>> BEGIN

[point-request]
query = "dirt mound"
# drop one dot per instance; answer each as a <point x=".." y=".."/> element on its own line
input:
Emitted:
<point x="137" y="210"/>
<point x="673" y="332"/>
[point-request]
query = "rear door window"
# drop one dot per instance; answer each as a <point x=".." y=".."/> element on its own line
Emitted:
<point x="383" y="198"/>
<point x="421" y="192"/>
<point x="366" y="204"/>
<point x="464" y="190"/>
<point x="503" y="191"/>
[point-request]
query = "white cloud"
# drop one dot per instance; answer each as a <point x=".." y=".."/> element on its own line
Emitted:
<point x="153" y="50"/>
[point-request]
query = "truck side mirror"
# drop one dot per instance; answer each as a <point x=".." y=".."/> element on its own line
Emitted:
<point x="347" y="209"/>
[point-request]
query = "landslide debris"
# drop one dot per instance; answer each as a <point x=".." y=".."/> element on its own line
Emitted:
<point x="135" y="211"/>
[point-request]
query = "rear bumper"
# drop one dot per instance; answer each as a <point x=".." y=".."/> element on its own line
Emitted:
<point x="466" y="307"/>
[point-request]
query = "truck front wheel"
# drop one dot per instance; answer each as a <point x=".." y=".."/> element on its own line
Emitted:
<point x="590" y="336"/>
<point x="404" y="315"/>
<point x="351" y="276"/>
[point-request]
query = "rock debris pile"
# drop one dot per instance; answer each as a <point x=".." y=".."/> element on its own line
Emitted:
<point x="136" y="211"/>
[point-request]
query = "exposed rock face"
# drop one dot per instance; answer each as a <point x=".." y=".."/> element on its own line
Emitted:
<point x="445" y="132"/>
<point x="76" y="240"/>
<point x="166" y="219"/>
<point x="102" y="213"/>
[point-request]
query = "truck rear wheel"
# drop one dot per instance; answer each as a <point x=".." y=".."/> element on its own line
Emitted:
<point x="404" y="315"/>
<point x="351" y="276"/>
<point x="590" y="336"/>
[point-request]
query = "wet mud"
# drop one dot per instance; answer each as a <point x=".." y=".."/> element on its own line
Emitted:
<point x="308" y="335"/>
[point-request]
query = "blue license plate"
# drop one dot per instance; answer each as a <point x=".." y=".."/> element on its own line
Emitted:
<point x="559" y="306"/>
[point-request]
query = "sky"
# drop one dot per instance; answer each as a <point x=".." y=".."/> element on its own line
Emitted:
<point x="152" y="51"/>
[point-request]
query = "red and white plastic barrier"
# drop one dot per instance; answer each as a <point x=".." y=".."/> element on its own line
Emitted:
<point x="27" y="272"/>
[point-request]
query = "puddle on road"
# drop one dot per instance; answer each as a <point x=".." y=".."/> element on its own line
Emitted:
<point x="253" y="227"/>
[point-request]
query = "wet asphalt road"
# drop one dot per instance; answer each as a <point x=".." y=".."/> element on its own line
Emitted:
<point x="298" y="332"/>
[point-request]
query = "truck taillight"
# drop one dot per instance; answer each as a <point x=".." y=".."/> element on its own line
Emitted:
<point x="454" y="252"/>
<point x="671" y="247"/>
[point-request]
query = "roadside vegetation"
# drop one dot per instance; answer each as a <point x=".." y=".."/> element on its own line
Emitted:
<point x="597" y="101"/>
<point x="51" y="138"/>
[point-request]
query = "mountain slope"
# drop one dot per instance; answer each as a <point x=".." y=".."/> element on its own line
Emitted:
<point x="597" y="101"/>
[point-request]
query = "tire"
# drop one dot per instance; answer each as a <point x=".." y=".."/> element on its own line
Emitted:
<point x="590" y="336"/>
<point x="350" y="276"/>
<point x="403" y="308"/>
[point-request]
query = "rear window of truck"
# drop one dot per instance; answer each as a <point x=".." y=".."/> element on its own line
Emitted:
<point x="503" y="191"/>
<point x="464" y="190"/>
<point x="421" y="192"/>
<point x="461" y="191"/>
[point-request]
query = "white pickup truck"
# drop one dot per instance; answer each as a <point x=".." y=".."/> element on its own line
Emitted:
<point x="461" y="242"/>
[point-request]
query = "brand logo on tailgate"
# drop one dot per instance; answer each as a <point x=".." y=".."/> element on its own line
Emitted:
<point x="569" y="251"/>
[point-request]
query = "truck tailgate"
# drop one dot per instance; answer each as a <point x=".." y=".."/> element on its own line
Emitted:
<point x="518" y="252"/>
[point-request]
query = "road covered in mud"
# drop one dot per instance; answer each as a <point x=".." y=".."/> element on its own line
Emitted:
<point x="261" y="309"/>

>> END

* TASK DETAILS: Write out all the entries exactly.

* SOLUTION:
[point-request]
query = "dirt mound"
# drop one dot per instance; answer each as a <point x=".." y=".."/> element on its own line
input:
Emitted:
<point x="137" y="210"/>
<point x="673" y="332"/>
[point-request]
query = "rear door window"
# drop one dot per instance; answer each as a <point x=".." y=".."/> element on its own line
Emitted:
<point x="383" y="198"/>
<point x="421" y="192"/>
<point x="366" y="204"/>
<point x="464" y="190"/>
<point x="503" y="191"/>
[point-request]
query = "white cloud"
# drop one dot per instance; answer each as a <point x=".." y=".."/> element on its own line
Emitted:
<point x="153" y="50"/>
[point-request]
query = "truck side mirror"
# drop one dot per instance; answer each as a <point x=".." y=".."/> element on its own line
Emitted:
<point x="347" y="209"/>
[point-request]
query = "landslide debris"
# drop one dot per instance; answer each as a <point x=".." y=".."/> element on its own line
Emitted:
<point x="135" y="211"/>
[point-request]
query = "rear bumper"
# drop one dot per instance; answer each as a <point x=".." y=".."/> element on its own line
Emitted:
<point x="466" y="307"/>
[point-request]
query = "truck front wheel"
# drop one dot per instance; answer each as a <point x=".." y=".."/> element on its own line
Emitted:
<point x="590" y="336"/>
<point x="404" y="315"/>
<point x="351" y="276"/>
[point-request]
query = "rock debris pile"
# drop one dot per instance; answer each as a <point x=".." y=".."/> element on its own line
Emitted:
<point x="136" y="211"/>
[point-request]
query = "exposed rock face"
# drop one dot per instance; answer each as a <point x=".." y=".."/> element on its own line
Emitted:
<point x="445" y="132"/>
<point x="76" y="240"/>
<point x="166" y="219"/>
<point x="102" y="213"/>
[point-request]
query = "truck rear wheel"
# drop one dot per instance; answer each as a <point x=".." y=".."/> element on its own line
Emitted:
<point x="404" y="315"/>
<point x="351" y="276"/>
<point x="590" y="336"/>
[point-request]
query = "wet mud"
# drop one dot per instance; answer each as a <point x=".." y=".."/> element on its own line
Emitted:
<point x="308" y="335"/>
[point-request]
query = "blue license plate"
# drop one dot per instance; answer each as a <point x=".." y=".."/> element on its own line
Emitted:
<point x="559" y="306"/>
[point-request]
query = "sky"
# drop one dot per instance; answer each as a <point x=".." y=".."/> element on its own line
Emitted:
<point x="152" y="51"/>
[point-request]
query = "red and white plastic barrier"
# drop one dot per instance; answer each as a <point x=".." y=".."/> element on its own line
Emitted:
<point x="27" y="272"/>
[point-request]
query = "puddle on road"
# drop one dot per instance; answer each as a <point x=".." y=".."/> element on its own line
Emitted:
<point x="253" y="227"/>
[point-request]
query = "wet asphalt road"
# drop one dot per instance; answer each as a <point x=".." y=".."/> element on its own line
Emitted:
<point x="298" y="332"/>
[point-request]
query = "truck taillight"
# drop one dot per instance; answer each as a <point x=".." y=".."/> element on its own line
Emitted:
<point x="454" y="252"/>
<point x="671" y="247"/>
[point-request]
query = "roadside vegetation"
# drop one dot per instance; answer each as a <point x=".." y=".."/> element on its own line
Emitted:
<point x="597" y="101"/>
<point x="51" y="138"/>
[point-request]
query = "mountain slope"
# drop one dot per instance; answer each as a <point x=".." y=".."/> element on its own line
Emitted:
<point x="597" y="101"/>
[point-request]
query = "tire"
# drop one dot per instance; answer each as a <point x=".." y=".."/> element on its own line
Emitted:
<point x="590" y="336"/>
<point x="350" y="276"/>
<point x="403" y="308"/>
[point-request]
query = "rear window of truck"
# drop one dot per instance; answer each as a <point x=".." y=".."/> element on its own line
Emitted:
<point x="503" y="191"/>
<point x="464" y="190"/>
<point x="421" y="192"/>
<point x="461" y="191"/>
[point-request]
query = "white pickup truck"
# drop one dot per instance; answer each as a <point x=".." y=".."/> element on its own line
Emitted:
<point x="461" y="242"/>
[point-request]
query = "brand logo on tailgate"
# drop one dot per instance; answer each as a <point x=".." y=".."/> element on its own line
Emitted:
<point x="569" y="251"/>
[point-request]
query = "truck tailgate"
# drop one dot per instance; answer each as a <point x=".." y=".."/> element on its own line
Emitted:
<point x="518" y="252"/>
[point-request]
query = "road covered in mud"
# drop one dot per instance; answer each as a <point x=".." y=".."/> element on its own line
Emitted:
<point x="261" y="309"/>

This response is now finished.